# [本文]
やはり、好奇心をもって探究する蓄積が増えると、アウトプットしたい意欲がわいてくるし、理解してもらいたいと、伝えるだけではなく伝わるにはどうしたらよいか試行錯誤するようになっています」と中込校長先生は目を細めて説明してくれました。
PBL型授業の醍醐味は、好奇心が沸き上がること、互いに話し合う開放的精神の醸成、なぜだろうという問いを生み出すGrowth Mindsetが生成される学びのシステムだということなのです。このようなマインドセットが土台となれば、基礎学力は大いに伸びるという確信を先生方は抱いています。
そして、その確信や実感を共感共有しているだけではなく、上記の図のように、そのシステムを言語化・図式化して、学内で理論化するところまでカリキュラムマネージメントは進化しているのです。このように表現されるわけですから、PBL型の授業方法の標準搭載が教師に内在化され、PBL型学びの方法が生徒には標準搭載されるようになっているのです。
和洋九段女子のPBL型授業は、いきなりトリガークエスチョンを投げるわけではありません。反転授業やレクチャーアクティビティによって、トリガークエスチョンを取り巻く環境や歴史などの情報は提供されます。ですから、情報を取り出したり、整理したり、まとめたりする基礎学力もそこで十分学ぶことになります。
そのうえで、個人で考えたり、ペアワーク、ディスカッションをしていきます。その中で既存の情報や知識を活用しながら、さらに深堀していきます。知識の定着は、その過程で十分行われます。しかし、和洋九段女子の生徒も教師も、そこで満足しなくなっています。知識と知識が新しい知識を生み出すケミストリーが起こる瞬間を何度も体験しているからです。
このときの知的ワクワク感は、なんともいえない感動です。感動する授業の展開が満ちているのが和洋九段女子といっても過言ではありません。
そのような段階にきた和洋九段女子の様子をみていて、中込校長はハタと気づいたというのです。このPBL型授業は、グローバル教育や社会科など文科系には大いに力を発揮しているが、サイエンス系の授業はもっとパワフルにできるのではないかというのです。
女子校であるから、グローバル教育や文科系教科の授業が中心だと思われるかもしれないが、2030年までに達成する予定のSGDsにもあるように、ジェンダーの壁を超えるには、サイエンス・マスの領域でも、もっとパワフルなPBL型授業にしたいと思ったというのです。
もちろん、今のままでも、実験や論理的思考が養われているから問題はないのですが、AI社会にすぐに役立つオーセンティックなサイエンス・マスのPBL型授業は考えないわけにはいかないということです。

# [依頼 1]
次の(a)〜(c)は、PBL型授業についての本文の内容と合っていますか。それぞれ「はい」か「いいえ」で答え、その判断の根拠となる本文の言葉をそのまま引用してください。
(a) 和洋九段女子のPBL型授業では、最初にいきなりトリガークエスチョンを投げる。
(b) 中込校長は、サイエンス系の授業はもっとパワフルにできるのではないかと考えた。
(c) 先生方は、基礎学力が伸びるかどうかに疑問を抱いている。
# [依頼 2]
PBL型授業についての本文の続きを、最後の文のあとから書いてください。

# [元データ]

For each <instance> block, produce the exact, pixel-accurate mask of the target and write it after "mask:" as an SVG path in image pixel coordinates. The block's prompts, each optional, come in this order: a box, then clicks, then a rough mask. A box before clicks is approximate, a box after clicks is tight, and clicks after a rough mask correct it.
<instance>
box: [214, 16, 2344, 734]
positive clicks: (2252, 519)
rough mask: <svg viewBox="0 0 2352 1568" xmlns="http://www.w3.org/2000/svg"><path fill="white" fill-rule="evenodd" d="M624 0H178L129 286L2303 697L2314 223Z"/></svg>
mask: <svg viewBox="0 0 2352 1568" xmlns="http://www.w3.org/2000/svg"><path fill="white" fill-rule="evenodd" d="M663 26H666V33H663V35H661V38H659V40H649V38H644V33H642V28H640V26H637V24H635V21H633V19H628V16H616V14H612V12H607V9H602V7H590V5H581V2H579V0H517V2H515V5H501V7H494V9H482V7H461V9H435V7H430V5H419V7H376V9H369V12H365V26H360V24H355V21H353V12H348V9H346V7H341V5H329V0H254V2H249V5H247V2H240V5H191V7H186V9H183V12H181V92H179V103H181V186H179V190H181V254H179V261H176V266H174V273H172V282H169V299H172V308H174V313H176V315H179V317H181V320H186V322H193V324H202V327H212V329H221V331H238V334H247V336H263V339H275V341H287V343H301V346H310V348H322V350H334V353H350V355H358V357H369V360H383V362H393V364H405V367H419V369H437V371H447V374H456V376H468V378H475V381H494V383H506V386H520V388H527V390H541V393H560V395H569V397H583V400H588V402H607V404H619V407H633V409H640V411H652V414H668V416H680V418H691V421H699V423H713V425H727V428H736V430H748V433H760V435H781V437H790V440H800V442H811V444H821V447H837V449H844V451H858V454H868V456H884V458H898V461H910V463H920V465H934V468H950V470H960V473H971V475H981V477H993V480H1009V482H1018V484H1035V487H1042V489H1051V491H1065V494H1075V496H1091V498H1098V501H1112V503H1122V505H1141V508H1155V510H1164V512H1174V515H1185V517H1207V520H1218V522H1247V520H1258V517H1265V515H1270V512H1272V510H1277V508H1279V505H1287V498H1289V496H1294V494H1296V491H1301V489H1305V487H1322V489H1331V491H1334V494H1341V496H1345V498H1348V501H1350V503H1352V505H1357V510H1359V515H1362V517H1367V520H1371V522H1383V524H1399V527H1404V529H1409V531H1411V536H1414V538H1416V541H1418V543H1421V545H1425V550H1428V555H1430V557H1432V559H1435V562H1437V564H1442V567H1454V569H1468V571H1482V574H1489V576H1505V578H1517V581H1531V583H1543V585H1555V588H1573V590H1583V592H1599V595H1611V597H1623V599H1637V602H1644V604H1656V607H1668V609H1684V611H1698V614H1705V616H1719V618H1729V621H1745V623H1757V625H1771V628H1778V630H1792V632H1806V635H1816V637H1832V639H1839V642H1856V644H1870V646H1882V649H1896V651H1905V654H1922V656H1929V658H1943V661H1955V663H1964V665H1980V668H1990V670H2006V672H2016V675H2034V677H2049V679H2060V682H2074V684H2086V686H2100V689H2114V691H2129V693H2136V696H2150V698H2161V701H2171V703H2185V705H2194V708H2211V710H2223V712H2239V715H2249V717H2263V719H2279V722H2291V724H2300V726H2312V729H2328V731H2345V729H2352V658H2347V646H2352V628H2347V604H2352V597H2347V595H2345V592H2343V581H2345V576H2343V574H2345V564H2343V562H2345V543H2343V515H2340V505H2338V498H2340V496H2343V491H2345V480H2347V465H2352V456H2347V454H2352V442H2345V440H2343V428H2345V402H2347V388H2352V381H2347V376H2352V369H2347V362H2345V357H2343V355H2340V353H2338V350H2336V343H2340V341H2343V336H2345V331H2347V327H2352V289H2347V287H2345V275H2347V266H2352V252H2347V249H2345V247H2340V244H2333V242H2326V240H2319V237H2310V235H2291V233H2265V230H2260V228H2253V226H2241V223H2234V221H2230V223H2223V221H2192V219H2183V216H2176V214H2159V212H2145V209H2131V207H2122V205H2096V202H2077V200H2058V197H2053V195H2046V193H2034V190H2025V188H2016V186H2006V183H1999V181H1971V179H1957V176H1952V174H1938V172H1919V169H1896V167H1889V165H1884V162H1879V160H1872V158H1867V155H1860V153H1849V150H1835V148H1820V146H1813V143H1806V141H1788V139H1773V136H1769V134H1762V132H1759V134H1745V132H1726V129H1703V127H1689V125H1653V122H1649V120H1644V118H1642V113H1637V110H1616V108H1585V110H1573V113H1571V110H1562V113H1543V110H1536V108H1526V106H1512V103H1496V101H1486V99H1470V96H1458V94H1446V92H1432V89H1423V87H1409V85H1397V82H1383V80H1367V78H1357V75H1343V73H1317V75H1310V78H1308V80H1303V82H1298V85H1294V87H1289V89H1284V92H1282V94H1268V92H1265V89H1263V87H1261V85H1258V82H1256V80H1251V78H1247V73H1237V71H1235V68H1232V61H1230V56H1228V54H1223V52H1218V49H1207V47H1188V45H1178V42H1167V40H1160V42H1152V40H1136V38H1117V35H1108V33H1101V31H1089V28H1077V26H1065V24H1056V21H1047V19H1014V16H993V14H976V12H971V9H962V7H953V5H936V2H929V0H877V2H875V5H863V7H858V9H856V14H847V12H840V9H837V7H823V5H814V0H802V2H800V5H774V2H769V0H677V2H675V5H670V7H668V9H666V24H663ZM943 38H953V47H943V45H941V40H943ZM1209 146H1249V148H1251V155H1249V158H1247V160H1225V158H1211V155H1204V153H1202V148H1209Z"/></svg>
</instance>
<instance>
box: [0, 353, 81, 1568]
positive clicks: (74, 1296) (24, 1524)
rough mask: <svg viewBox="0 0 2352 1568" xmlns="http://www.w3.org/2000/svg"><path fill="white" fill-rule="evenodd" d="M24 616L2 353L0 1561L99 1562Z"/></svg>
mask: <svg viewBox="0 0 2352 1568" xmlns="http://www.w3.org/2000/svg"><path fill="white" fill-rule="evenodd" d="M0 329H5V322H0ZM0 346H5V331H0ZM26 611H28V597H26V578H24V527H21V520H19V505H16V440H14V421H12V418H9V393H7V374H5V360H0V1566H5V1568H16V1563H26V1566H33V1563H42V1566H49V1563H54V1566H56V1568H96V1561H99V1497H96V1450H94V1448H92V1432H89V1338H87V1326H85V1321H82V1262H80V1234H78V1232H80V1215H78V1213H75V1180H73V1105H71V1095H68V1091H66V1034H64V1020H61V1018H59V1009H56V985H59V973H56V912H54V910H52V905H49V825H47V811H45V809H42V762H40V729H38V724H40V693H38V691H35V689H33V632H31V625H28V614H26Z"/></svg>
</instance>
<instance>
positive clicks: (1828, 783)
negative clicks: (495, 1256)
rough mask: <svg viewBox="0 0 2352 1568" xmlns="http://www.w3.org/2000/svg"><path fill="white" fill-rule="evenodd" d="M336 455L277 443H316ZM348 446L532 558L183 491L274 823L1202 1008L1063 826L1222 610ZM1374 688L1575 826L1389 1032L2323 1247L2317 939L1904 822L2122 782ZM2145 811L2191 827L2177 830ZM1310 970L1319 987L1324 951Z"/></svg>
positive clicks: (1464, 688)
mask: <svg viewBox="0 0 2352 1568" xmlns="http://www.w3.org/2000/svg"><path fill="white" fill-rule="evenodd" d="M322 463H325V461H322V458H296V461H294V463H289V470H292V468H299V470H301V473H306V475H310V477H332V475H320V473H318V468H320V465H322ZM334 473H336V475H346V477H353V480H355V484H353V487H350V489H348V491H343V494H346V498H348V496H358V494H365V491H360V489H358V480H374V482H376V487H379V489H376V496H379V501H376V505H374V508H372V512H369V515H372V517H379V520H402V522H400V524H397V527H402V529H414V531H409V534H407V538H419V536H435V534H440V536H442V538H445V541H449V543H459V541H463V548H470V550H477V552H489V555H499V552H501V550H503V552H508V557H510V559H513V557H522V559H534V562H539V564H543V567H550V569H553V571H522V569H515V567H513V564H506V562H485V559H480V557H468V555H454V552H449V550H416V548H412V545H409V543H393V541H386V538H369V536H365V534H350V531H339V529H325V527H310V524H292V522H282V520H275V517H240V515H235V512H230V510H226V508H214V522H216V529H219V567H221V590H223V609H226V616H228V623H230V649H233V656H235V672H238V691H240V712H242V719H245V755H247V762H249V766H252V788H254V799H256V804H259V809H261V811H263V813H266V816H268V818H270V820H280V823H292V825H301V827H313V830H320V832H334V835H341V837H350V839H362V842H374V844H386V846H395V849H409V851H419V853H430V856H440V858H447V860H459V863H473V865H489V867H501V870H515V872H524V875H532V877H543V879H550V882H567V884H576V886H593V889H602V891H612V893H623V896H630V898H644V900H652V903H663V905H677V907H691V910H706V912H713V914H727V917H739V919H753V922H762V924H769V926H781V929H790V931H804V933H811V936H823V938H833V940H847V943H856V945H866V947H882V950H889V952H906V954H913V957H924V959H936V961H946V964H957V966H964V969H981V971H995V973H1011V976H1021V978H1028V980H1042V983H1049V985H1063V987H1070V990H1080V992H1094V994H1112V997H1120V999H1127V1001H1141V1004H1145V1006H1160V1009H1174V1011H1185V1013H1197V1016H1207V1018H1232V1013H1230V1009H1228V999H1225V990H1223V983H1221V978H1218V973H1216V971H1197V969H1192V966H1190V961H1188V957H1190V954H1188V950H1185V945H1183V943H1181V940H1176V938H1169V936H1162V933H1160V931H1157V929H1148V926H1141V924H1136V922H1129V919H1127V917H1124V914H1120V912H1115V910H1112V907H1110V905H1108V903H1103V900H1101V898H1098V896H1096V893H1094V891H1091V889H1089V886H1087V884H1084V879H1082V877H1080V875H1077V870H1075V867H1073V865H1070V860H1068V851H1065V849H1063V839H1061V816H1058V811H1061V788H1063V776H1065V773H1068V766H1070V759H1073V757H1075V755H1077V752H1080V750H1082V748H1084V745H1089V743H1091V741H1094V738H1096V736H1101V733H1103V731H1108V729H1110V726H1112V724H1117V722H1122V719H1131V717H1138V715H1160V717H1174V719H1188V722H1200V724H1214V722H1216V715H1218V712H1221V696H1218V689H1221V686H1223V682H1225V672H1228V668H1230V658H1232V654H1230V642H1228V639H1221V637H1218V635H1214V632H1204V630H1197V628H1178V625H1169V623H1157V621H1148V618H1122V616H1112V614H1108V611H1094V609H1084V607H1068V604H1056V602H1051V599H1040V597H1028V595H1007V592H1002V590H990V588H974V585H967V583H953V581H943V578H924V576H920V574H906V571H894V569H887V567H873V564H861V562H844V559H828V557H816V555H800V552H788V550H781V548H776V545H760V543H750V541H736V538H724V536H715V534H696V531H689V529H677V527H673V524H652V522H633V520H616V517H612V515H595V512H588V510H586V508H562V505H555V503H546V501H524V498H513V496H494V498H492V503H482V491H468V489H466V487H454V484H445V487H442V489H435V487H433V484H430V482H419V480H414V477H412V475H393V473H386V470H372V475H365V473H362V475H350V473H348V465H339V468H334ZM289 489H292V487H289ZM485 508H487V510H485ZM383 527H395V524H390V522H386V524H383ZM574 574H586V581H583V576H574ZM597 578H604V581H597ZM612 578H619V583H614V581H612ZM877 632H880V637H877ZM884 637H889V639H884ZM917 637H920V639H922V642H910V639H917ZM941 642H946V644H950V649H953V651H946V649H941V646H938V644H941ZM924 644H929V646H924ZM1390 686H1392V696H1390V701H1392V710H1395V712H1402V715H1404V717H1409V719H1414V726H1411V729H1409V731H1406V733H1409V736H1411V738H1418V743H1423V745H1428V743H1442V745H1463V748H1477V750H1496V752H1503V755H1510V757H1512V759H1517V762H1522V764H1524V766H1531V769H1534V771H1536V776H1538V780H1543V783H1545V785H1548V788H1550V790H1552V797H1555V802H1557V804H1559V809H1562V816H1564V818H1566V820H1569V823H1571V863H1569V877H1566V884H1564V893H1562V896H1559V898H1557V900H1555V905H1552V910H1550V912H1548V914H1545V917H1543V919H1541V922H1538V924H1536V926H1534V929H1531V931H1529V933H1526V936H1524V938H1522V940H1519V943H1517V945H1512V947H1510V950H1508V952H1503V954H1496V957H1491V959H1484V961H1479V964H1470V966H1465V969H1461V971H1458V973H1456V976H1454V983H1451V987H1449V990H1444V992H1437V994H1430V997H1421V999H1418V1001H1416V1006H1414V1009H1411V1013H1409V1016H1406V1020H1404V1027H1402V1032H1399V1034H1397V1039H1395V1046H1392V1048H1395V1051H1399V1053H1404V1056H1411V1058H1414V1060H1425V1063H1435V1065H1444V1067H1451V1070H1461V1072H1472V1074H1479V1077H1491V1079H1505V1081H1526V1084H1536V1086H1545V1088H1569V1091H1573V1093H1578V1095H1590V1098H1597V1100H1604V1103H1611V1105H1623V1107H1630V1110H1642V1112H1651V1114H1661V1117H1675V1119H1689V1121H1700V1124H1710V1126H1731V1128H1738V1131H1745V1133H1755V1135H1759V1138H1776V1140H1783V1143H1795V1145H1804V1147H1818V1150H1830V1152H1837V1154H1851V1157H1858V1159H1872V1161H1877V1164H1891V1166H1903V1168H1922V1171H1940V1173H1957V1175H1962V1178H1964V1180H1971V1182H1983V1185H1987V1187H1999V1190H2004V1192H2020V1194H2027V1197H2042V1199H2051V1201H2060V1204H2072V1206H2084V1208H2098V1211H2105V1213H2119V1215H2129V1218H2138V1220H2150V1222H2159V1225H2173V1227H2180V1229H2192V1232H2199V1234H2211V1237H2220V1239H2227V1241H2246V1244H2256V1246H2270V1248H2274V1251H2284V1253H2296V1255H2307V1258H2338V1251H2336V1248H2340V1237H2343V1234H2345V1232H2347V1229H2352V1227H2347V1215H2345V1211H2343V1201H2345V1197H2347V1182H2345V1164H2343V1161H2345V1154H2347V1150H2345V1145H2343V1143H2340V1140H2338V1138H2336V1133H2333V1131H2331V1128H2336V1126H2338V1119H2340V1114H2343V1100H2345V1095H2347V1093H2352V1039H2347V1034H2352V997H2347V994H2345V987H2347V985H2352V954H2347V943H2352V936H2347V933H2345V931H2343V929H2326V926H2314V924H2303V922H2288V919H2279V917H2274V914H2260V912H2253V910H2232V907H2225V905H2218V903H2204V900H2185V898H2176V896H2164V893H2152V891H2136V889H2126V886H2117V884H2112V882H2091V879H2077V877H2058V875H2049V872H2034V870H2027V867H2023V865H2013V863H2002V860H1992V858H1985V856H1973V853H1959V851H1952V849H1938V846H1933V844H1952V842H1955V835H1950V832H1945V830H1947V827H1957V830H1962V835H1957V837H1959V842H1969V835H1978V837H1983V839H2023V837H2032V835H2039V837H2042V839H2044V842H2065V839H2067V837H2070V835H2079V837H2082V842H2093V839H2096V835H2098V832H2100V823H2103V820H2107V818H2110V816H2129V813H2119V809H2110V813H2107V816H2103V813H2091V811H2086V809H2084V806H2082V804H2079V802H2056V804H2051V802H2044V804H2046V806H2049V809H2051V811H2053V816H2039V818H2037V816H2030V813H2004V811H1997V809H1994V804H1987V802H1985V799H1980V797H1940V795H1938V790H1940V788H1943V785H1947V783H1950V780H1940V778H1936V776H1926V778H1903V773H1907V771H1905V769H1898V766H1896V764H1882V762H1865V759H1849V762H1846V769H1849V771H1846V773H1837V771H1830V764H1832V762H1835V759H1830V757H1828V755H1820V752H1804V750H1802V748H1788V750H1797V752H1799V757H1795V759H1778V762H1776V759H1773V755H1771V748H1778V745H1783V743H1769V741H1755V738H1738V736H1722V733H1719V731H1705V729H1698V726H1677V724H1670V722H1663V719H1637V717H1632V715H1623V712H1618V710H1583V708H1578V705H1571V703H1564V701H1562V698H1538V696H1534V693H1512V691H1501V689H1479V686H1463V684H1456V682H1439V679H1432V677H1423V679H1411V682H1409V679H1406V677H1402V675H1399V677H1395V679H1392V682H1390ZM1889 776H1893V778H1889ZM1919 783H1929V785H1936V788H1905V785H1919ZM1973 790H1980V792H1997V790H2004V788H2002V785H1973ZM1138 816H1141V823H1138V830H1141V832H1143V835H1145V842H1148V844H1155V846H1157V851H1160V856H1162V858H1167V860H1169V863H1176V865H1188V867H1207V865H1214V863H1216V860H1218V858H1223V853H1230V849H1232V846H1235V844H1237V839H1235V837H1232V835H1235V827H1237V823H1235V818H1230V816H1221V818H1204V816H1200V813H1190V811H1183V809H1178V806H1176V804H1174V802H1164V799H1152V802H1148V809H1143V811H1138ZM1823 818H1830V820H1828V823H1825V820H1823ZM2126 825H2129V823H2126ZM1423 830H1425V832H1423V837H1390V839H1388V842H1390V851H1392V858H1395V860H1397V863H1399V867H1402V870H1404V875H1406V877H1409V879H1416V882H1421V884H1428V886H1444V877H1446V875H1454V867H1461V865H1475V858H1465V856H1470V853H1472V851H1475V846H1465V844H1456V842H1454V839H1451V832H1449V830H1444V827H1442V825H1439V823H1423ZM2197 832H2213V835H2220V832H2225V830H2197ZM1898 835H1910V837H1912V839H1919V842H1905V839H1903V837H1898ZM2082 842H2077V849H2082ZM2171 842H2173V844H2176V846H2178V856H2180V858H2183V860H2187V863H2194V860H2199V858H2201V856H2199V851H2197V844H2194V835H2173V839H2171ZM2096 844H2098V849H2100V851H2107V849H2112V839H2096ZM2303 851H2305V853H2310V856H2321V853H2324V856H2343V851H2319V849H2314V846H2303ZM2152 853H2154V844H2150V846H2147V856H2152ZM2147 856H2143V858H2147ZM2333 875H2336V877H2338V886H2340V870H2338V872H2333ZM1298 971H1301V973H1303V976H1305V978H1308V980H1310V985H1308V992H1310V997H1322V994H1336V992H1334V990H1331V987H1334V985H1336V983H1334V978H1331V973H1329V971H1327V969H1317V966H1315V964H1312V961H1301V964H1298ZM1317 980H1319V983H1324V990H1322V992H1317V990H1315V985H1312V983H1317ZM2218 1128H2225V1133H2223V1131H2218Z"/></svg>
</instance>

# [回答 1]
(a) いいえ。「和洋九段女子のPBL型授業は、いきなりトリガークエスチョンを投げるわけではありません。」
(b) はい。「サイエンス系の授業はもっとパワフルにできるのではないかというのです。」
(c) いいえ。「基礎学力は大いに伸びるという確信を先生方は抱いています。」

# [回答 2]
中込先生は、化学の教科書も執筆していますから、はやくも2030年の次期学習指導要領を考慮した化学の教科書の在り方についてミーティングする機会があるそうです。その機会で、この新しいサイエンス系のPBL型授業を提案したそうです。そして、いよいよ和洋九段女子の高校生のPBL授業は新たな段階にバージョンアップできるのではないかと確信したということです。
今までのサイエンス系の実験は、すでに結果がわかる実験の追体験でした。これは予定調和で、行為としてはPBLのように学びますが、正解が1つではないトリガークエスチョンを思考錯誤しているとはいえません。そこで、たとえば、金属イオンの同定実験で、はじめに提供する試料のための試薬を、教科書で定められたものとは違うものを生徒自身が選択してつくるところからはじめました。
今までの教科書に合わせると、すでに金属イオンの系統分析のアルゴリズムは決まっていて、実験をしなくても暗記すればそれでよかったのです。ところが、100通り以上もある選択肢から、自ら選んで、沈殿を生成して金属イオンを同定していく新しい実験は、そもそも想定していた沈殿物とはまったく違うものが生まれたりして、同定するのに試行錯誤を繰り返すことになります。
微妙な条件によって変わりますから、結果がどうなるかは教師も生徒もわからないのです。実際に挑戦してみて、教師も生徒もスリリングな思考過程に没入していくことがわかりました。
中込校長は、「これは大きな発見でした。この2年間積み上げてきたPBLがあったからできたのですが、同時に今までのPBLで投げかけていたトリガークエスチョンは、教師はある程度解答を想定できていた。予定調和ではないけれど、ある範囲の中で生徒が問題解決してくることがわかっていました。
しかし、今回のは、ハードルがあがりました。教師にとっても生徒にとっても想定外の結果が出てくるのです。これはトリガ―クエスチョンというより、ブラックボックスそのもので、エニグマクエスチョンと呼んだほうが適切かもしれません。
完全に教師と生徒がフラットな関係で学ぶことになります。これこそサイエンスの醍醐味です。サイエンスに権威はいらないのです。客観的な科学的思考に権威は壁にしかならないでしょう。これこそ、STEAM教育の醍醐味だと思います」と目をキラキラさせて説明してくれました。
(Raspberry Pi 3 Model B+)
しかし、新機軸はこれだけではなかったのです。2040年、今の小学校6年生が34歳になり、いろいろな組織で中堅のリーダーになっていると思いますが、そのときAI社会に直面しています。コンピュータの高度技術は、男女関係なく必須です。イギリス、カナダ、香港、シンガポール、上海、インド、韓国などでは、コンピュータサイエンスにおいて、すでに、論理的思考習得段階にとどまらず、プログラミングやアプリ作成など、実践的技術を身につける段階に進んでいます。
日本はだいぶ遅れをとっていますから、和洋九段女子は先見性を発揮して進もうというのです。現状のPBL型授業ではコンピュータを使う側ですが、今回の新機軸では、創る側にもなろうというのです。これこそSTEAM教育の眼目ではないかと中込校長先生は言います。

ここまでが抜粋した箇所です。